▶ **PAGE TEXT**:
_____

Section 2.04 Paying Agent to Hold Money
in Trust.
The Company will require each Paying Agent other
than the Trustee to agree in writing that the Paying Agent will
hold in trust for the benefit of Holders or the Trustee all money
held by the Paying Agent for the payment of principal, premium, or
Additional Interest, if any, or interest on the Notes, and will
notify the Trustee of any default by the Company in making any such
payment. While any such default continues, the Trustee may require
a Paying Agent to pay all money held by it to the Trustee. The
Company at any time may require a Paying Agent to pay all money
held by it to the Trustee. Upon payment over to the Trustee, the
Paying Agent (if other than the Company or a Subsidiary) will have
no further liability for the money. If the Company or a Subsidiary
acts as Paying Agent, it will segregate and hold in a separate
trust fund for the benefit of the Holders all money held by it as
Paying Agent. Upon any bankruptcy or reorganization proceedings
relating to the Company, the Trustee will serve as Paying Agent for
the Notes.
Section 2.05 Holder
Lists.
The Trustee will preserve in as current a form
as is reasonably practicable the most recent list available to it
of the names and addresses of all Holders and shall otherwise
comply with TIA § 312(a). If the Trustee is not the Registrar,
the Company will furnish to the Trustee at least seven Business
Days before each interest payment date and at such other times as
the Trustee may request in writing, a list in such form and as of
such date as the Trustee may reasonably require of the names and
addresses of the Holders of Notes and the Company shall otherwise
comply with TIA § 312(a).
Section 2.06 Transfer and
Exchange.

_____

▶ **DATA SECTION**:
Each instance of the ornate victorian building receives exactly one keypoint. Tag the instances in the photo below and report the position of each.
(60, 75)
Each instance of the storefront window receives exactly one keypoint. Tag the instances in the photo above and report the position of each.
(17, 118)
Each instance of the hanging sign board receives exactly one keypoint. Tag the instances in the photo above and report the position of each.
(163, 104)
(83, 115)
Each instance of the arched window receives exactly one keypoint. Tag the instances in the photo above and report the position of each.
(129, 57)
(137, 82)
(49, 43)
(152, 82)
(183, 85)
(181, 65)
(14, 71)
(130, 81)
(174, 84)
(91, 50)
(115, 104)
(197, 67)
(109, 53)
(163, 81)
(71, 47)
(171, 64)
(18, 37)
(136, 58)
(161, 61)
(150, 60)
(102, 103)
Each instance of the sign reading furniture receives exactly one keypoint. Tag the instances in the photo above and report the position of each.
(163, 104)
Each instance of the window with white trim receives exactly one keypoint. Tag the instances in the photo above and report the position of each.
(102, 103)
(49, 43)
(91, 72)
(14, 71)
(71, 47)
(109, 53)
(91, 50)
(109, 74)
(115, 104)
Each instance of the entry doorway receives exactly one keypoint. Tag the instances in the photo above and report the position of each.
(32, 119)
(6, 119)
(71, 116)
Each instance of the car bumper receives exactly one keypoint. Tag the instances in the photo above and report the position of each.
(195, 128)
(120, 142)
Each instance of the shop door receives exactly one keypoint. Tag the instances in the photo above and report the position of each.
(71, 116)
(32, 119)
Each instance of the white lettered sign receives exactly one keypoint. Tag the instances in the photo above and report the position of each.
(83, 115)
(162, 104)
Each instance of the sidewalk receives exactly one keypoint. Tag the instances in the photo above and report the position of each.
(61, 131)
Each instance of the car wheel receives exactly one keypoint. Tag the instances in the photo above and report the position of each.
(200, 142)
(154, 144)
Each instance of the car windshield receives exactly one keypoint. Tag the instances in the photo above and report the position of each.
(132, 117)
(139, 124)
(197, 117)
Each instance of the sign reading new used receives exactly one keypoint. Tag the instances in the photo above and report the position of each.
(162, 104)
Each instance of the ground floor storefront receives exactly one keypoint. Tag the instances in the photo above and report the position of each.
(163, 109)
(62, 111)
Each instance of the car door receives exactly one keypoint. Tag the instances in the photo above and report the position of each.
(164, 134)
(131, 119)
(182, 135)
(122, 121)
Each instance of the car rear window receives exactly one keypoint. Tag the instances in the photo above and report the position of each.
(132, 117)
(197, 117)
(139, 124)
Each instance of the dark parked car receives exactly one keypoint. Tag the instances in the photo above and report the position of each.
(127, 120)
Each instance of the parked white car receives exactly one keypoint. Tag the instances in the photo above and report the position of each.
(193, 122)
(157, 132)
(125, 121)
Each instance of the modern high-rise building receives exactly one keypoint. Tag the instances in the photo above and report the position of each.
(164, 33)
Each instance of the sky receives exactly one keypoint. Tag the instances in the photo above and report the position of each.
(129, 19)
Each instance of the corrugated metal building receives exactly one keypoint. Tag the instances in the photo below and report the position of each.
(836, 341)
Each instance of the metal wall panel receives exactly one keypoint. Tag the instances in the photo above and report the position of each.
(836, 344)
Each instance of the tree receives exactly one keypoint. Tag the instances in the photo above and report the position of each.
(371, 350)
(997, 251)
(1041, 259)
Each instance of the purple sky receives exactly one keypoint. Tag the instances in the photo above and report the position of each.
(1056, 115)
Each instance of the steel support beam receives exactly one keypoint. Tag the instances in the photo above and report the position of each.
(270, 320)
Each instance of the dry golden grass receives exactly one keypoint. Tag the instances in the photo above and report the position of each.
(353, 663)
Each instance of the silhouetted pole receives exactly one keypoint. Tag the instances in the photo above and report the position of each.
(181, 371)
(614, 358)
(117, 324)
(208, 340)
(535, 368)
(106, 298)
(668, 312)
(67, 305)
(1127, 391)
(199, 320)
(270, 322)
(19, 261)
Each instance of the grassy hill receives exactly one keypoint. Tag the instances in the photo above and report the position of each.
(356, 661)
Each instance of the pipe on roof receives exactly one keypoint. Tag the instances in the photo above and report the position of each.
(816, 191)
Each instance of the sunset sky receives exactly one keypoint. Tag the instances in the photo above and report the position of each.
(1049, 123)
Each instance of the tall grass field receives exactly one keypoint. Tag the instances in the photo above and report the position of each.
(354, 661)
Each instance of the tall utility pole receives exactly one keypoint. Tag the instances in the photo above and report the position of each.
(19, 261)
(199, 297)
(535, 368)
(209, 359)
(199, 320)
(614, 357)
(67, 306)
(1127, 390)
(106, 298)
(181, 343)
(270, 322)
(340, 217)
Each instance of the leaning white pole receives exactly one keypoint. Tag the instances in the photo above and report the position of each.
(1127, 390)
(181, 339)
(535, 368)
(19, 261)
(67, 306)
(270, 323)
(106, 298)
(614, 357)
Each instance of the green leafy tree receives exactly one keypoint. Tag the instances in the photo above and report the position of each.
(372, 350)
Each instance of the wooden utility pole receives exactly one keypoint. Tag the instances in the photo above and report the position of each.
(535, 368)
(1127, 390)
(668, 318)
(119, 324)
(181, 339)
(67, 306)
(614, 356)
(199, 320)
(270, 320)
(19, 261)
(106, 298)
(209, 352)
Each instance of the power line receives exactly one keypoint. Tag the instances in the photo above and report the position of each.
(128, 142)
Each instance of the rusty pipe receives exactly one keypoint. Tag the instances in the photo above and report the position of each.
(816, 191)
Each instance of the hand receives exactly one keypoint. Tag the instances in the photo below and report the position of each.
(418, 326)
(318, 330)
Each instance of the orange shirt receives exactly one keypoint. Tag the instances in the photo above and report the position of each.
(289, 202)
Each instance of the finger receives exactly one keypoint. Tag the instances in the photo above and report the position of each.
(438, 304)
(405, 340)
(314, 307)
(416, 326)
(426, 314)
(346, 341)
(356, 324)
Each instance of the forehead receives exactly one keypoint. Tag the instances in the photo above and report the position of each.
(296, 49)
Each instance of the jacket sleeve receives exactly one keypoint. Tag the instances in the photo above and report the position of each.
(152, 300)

_____

▶ **REQUIRED TASK**:
Answer these questions from the indenture excerpt.
(a) Who serves as Paying Agent for the Notes upon any bankruptcy or reorganization proceedings relating to the Company?
(b) If the Trustee is not the Registrar, at least how many Business Days before each interest payment date must the Company furnish the Trustee a list of Holders?
(c) If the Company or a Subsidiary acts as Paying Agent, what must it do with all money held by it as Paying Agent?
The records are not needed for this work.

▶ **ANSWER TO THIS PROBLEM**:
(a) The Trustee.
(b) Seven Business Days.
(c) It must segregate the money and hold it in a separate trust fund for the benefit of the Holders.